We can just provide a ThreadPool in Loop.Options for file I/O, as we’ve seen before:
pub const Options = struct { entries: u32 = 256, thread_pool: ?*xev.ThreadPool = null, };
Backend specifics
This section only documents deltas from Core loop model. If something isn’t mentioned, it follow Core. Be advised: some parts may be redundant. Nevertheless, I included them anyway to emphasize some technical details for my own understanding. If you’re just using libxev, you can skip this. This section explores internals for those curious about how completions map to OS primitives.
1. Accepts requests (completions)
You enqueue work by handing a Completion to the loop. The loop marks it and either places it into a user-space FIFO or directly prepares a kernel submission. This is the same idea across backends, but mechanics vary:
// kqueue.zig
// mark "adding", then user FIFO
pub fn add(self: *Loop, completion: *Completion) void {
// If this is a cancellation, we special case it and add it to
// a separate queue so we can handle them first.
if (completion.op == .cancel) {
assert(!self.start(completion, undefined));
return;
}
// We just add the completion to the queue. Failures can happen
// at submission or tick time.
completion.flags.state = .adding;
self.submissions.push(completion);
}
// iouring.zig
// mark "active", try SQE. if full, user FIFO
pub fn add(self: *Loop, completion: *Completion) void { self.add_(completion, false); }
...

**DATASET CONTENT:**
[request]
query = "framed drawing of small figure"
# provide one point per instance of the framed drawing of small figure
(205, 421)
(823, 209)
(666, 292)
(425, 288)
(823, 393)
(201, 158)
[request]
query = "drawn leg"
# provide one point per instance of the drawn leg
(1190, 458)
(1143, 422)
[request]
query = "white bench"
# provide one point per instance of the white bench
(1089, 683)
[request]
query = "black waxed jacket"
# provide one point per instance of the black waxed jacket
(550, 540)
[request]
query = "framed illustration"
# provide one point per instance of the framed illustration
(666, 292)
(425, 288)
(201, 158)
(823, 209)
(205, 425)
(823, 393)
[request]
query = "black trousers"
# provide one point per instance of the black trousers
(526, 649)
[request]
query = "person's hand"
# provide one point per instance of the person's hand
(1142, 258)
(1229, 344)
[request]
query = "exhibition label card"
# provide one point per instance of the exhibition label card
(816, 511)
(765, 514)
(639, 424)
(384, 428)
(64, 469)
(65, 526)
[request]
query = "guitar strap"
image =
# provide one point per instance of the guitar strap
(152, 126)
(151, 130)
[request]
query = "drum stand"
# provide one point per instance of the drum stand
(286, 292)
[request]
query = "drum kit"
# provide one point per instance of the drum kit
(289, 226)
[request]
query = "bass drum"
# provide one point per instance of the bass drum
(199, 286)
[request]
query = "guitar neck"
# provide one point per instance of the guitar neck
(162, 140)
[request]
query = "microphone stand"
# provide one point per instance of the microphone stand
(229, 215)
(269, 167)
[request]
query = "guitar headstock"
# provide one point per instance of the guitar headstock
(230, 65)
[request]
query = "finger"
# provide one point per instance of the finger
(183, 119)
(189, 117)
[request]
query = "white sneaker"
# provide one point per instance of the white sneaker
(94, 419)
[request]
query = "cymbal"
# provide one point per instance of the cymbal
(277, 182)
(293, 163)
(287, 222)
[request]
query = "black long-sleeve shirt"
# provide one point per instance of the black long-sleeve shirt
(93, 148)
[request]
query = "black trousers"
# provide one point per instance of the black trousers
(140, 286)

**STATED EXERCISE 1:**
Answer these questions using the libxev backend excerpt:
(a) What is the default value of `entries` in `Options`?
(b) In the kqueue `add` function, what state is assigned to a completion before it is pushed onto `submissions`?
(c) According to the comment in the io_uring code, what happens when the SQE attempt finds the queue full?
**STATED EXERCISE 2:**
Quote the libxev backend excerpt from "You enqueue work" up to and including "handle them first.".
**STATED EXERCISE 3:**
Summarize the libxev backend excerpt in two sentences.

**TASK ANSWER 1:**
(a) 256
(b) `.adding`
(c) The completion goes to the user FIFO.

**TASK ANSWER 2:**
You enqueue work by handing a Completion to the loop. The loop marks it and either places it into a user-space FIFO or directly prepares a kernel submission. This is the same idea across backends, but mechanics vary:
// kqueue.zig
// mark "adding", then user FIFO
pub fn add(self: *Loop, completion: *Completion) void {
// If this is a cancellation, we special case it and add it to
// a separate queue so we can handle them first.

**TASK ANSWER 3:**
A ThreadPool can be provided in Loop.Options for file I/O. Work is enqueued by handing a Completion to the loop, which marks it and either places it in a user-space FIFO or prepares a kernel submission: kqueue marks it as adding and pushes it to a queue, while io_uring marks it active and tries an SQE.